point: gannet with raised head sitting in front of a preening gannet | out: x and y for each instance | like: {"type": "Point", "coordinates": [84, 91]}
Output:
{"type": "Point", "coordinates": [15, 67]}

# # # # #

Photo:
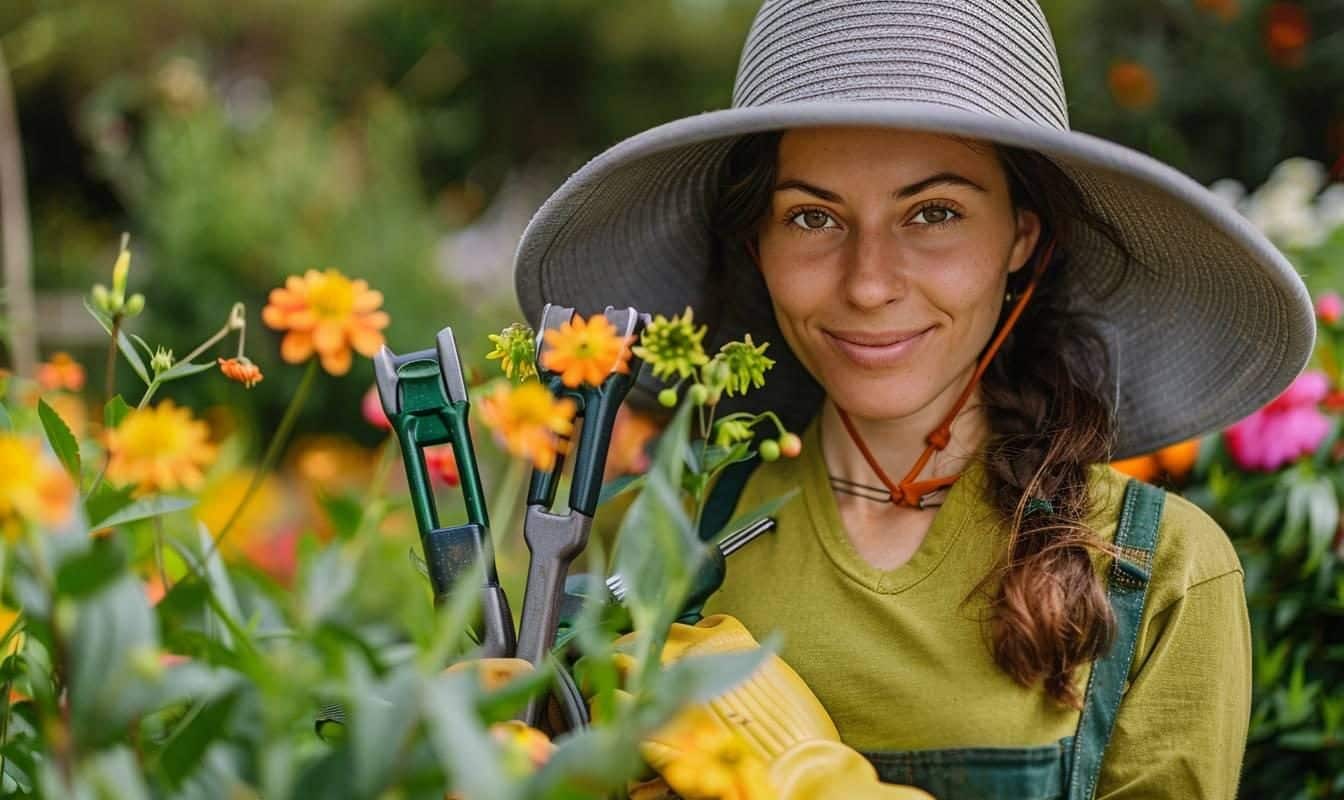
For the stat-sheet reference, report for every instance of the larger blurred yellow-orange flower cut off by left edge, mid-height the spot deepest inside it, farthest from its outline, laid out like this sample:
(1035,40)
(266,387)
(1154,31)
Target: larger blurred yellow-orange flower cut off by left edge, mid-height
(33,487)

# # # # #

### What the task requires
Within the material above, find every line containing the word "like" and copy it.

### Task solution
point: gannet with raised head sitting in front of a preening gannet | out: x and y for each instance | like: {"type": "Point", "coordinates": [84, 91]}
For the stat-sheet reference, report for every instance of the larger blurred yellow-orange flower cut off by left edge, mid-height the spot deepest inside it, farthest from its outline, laid out like this sample:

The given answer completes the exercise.